[Collected data]
>> Begin

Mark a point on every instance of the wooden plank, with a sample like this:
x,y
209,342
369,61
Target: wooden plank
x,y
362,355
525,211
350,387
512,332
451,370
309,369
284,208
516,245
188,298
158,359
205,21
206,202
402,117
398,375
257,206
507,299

>> End

**Exercise**
Reproduce the material above, switching every occurrence of "wooden plank" to "timber board" and leaving everything else unchanged.

**The answer**
Mark a point on every instance of the timber board, with a sample like this:
x,y
209,342
369,61
Target: timber board
x,y
362,355
525,211
350,387
512,332
451,370
309,369
284,208
516,245
188,298
158,359
205,21
206,202
402,117
398,375
257,206
507,299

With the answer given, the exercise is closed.